In the recent case of SABIC UK Petrochemicals Ltd v Punj Lloyd Ltd, the Technology and Construction Court ordered a contractor to pay £11.8 million for the costs of completing a project after its employment was terminated. Tim Claremont, partner at Browne Jacobson LLP, highlights some important issues arising from the case.

Background

SABIC UK Petrochemicals Ltd (SABIC) engaged Simon Carves Ltd (SC) to design, procure and construct a process plant for producing plastic for a contract sum of £135m (the contract). SC procured in favour of SABIC a £13.5 million performance bond and a parent company guarantee (provided by Punj Lloyd Ltd).

The contract gave SABIC the right to terminate SCs employment if either (1) despite previous warnings in writing, SC was failing to proceed with the works with due diligence or (2) SCs financial position deteriorated to the extent that its capability to adequately fulfil its obligations was placed in jeopardy.

SABIC terminated SCs engagement exercising both rights and completed the works using SCs principal subcontractors. SABIC called the performance bond and advance payment guarantee and claimed from SC the costs of completing the project and losses from delayed production.

Proceeding with due diligence

SC argued that its obligation to complete certain works by a particular date was irrelevant because achieving it was impossible and proceeding with due diligence could not require SC to achieve the impossible.

# [GIVEN RECORDS]
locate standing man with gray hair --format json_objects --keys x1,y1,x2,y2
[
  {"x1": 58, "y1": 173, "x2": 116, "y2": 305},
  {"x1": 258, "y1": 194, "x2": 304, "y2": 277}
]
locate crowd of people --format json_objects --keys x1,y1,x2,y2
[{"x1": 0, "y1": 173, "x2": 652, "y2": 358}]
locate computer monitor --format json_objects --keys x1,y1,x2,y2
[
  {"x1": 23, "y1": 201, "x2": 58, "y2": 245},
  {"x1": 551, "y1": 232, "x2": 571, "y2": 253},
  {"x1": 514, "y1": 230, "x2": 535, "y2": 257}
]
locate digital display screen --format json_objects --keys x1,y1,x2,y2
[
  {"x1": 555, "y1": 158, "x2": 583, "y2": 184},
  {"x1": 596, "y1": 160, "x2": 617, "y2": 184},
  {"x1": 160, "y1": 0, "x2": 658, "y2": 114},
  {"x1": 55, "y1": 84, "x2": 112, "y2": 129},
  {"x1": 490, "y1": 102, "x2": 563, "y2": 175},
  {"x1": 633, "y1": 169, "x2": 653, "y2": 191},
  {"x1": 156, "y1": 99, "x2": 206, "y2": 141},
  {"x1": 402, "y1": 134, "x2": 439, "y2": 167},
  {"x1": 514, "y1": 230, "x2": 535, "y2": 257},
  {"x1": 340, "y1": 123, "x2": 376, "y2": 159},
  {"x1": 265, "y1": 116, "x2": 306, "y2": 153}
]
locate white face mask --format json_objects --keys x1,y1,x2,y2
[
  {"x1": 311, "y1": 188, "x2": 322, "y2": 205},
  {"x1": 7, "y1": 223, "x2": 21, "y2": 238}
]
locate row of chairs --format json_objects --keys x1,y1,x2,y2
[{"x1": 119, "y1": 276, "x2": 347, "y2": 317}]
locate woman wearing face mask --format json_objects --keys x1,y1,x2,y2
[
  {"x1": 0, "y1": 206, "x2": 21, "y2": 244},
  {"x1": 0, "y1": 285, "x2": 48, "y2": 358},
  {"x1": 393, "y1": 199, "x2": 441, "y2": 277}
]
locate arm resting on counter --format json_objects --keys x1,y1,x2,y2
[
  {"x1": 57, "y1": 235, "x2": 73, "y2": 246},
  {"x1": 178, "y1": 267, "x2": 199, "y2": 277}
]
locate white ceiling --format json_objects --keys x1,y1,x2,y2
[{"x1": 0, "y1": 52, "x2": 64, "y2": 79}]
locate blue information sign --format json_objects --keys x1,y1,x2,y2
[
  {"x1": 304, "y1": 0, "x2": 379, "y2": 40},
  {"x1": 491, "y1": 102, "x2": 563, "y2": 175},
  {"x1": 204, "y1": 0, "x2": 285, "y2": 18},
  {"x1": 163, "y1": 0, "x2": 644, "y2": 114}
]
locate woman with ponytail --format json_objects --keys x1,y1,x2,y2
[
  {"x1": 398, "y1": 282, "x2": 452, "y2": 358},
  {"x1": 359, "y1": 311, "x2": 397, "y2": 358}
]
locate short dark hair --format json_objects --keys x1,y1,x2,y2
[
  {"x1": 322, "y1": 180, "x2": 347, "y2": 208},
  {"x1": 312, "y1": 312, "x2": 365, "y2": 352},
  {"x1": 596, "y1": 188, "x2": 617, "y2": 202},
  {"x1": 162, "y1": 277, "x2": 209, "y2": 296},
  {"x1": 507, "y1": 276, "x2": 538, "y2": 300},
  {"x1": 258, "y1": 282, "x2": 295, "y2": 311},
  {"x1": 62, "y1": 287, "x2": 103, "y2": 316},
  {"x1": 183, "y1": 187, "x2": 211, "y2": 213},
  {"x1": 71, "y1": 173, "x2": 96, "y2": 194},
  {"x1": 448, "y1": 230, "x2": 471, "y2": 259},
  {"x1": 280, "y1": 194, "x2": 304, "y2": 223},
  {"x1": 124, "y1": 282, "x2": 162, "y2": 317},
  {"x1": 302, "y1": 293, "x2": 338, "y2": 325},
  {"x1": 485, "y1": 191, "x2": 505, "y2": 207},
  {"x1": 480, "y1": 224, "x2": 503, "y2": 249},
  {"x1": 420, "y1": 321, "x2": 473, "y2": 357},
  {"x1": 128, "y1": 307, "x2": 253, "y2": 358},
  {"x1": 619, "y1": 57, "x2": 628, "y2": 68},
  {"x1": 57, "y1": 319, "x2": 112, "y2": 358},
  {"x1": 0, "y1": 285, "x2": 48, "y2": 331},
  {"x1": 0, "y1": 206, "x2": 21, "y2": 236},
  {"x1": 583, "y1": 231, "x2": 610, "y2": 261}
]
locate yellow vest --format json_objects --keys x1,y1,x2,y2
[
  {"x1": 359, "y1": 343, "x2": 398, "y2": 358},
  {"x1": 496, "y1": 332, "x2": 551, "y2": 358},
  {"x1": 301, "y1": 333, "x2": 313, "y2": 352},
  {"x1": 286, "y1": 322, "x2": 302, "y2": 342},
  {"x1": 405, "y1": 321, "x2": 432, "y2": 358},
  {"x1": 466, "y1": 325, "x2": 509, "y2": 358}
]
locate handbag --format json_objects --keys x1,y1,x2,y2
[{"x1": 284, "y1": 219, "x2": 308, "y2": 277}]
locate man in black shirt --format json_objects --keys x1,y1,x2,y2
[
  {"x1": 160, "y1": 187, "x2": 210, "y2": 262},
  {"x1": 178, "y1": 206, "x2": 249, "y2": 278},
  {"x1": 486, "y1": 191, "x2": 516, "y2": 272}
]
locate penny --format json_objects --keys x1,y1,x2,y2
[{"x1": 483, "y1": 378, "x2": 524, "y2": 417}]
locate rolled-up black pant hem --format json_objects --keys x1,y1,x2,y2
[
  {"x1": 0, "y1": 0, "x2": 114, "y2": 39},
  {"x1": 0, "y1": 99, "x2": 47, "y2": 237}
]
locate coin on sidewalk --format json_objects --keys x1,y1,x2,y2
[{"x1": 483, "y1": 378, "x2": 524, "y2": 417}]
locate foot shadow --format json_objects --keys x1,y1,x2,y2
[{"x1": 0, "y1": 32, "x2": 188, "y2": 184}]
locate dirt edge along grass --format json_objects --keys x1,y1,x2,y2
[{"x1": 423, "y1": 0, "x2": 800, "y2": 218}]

# [PROBLEM 1]
Print the part of the excerpt on the SABIC v Punj Lloyd case that opens with the words containing "In the recent" and closes with "Punj Lloyd Ltd).".
# [PROBLEM 2]
In the listing, take the part that opens with the line containing "locate coin on" and runs through the end of the listing. Give only those lines again, with "sidewalk" changed to "pavement" and nothing else altered.

# [WRITTEN RESPONSE 1]
In the recent case of SABIC UK Petrochemicals Ltd v Punj Lloyd Ltd, the Technology and Construction Court ordered a contractor to pay £11.8 million for the costs of completing a project after its employment was terminated. Tim Claremont, partner at Browne Jacobson LLP, highlights some important issues arising from the case.

Background

SABIC UK Petrochemicals Ltd (SABIC) engaged Simon Carves Ltd (SC) to design, procure and construct a process plant for producing plastic for a contract sum of £135m (the contract). SC procured in favour of SABIC a £13.5 million performance bond and a parent company guarantee (provided by Punj Lloyd Ltd).

# [WRITTEN RESPONSE 2]
locate coin on pavement --format json_objects --keys x1,y1,x2,y2
[{"x1": 483, "y1": 378, "x2": 524, "y2": 417}]
locate foot shadow --format json_objects --keys x1,y1,x2,y2
[{"x1": 0, "y1": 32, "x2": 188, "y2": 184}]
locate dirt edge along grass --format json_objects --keys x1,y1,x2,y2
[{"x1": 423, "y1": 0, "x2": 800, "y2": 218}]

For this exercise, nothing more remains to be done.